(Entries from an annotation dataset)

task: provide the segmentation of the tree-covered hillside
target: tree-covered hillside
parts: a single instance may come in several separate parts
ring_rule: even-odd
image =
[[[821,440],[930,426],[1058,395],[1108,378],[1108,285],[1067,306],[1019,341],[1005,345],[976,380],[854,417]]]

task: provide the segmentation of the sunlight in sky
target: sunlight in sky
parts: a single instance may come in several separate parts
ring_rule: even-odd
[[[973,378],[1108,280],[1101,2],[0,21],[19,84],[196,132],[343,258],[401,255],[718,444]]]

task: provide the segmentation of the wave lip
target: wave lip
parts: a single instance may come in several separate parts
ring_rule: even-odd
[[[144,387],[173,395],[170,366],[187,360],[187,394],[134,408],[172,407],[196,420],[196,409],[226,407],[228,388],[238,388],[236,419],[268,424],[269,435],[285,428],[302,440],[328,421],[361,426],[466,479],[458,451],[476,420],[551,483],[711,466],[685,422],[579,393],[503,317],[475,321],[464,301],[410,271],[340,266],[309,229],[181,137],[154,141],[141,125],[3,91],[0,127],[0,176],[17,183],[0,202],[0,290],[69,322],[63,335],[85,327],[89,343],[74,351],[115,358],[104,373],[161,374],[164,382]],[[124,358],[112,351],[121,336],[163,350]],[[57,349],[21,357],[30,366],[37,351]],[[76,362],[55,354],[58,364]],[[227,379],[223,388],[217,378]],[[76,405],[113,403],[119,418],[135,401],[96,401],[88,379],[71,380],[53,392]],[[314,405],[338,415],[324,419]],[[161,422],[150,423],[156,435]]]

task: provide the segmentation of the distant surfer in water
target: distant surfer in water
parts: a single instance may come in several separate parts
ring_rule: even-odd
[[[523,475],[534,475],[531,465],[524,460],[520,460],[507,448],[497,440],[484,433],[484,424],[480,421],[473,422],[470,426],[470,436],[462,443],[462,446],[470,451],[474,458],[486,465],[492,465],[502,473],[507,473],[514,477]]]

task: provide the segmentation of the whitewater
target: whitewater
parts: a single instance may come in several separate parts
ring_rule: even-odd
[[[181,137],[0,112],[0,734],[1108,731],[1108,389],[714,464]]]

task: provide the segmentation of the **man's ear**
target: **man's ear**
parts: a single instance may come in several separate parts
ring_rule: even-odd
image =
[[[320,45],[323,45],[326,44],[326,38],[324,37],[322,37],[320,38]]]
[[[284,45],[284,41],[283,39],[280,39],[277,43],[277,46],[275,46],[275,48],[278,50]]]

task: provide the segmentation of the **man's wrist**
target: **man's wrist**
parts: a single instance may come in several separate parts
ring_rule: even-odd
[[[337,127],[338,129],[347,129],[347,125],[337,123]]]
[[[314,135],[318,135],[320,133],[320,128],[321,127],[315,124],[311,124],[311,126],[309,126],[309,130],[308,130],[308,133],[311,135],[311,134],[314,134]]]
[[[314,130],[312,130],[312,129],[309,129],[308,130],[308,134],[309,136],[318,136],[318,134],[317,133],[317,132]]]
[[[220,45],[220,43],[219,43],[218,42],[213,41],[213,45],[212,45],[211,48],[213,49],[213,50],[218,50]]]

> [WHAT IS BEING ASKED] Reproduce verbatim every line from the one containing "task: provide the segmentation of the **man's ear**" through the final line of the entries, with both of those lines included.

> [SOLUTION FOR THIS PROBLEM]
task: provide the segmentation of the **man's ear**
target: **man's ear**
parts: a single instance may come in several separate parts
ring_rule: even-odd
image =
[[[320,45],[323,45],[326,44],[326,38],[324,37],[322,37],[320,38]]]
[[[284,45],[284,41],[283,39],[280,39],[277,43],[277,46],[275,46],[275,48],[278,50]]]

task: provide the segmentation of the **man's wrist**
target: **man's wrist**
parts: a single instance may come in several separate parts
ring_rule: even-odd
[[[337,127],[338,129],[347,129],[347,125],[337,123]]]
[[[314,135],[318,135],[320,133],[320,128],[321,127],[315,124],[311,124],[311,126],[309,126],[309,130],[308,130],[308,133],[311,135],[311,134],[314,134]]]
[[[314,130],[312,130],[312,129],[309,129],[308,130],[308,134],[309,136],[318,136],[318,134],[317,133],[317,132]]]
[[[220,45],[220,43],[219,43],[218,42],[213,41],[213,45],[212,45],[211,48],[213,49],[213,50],[218,50]]]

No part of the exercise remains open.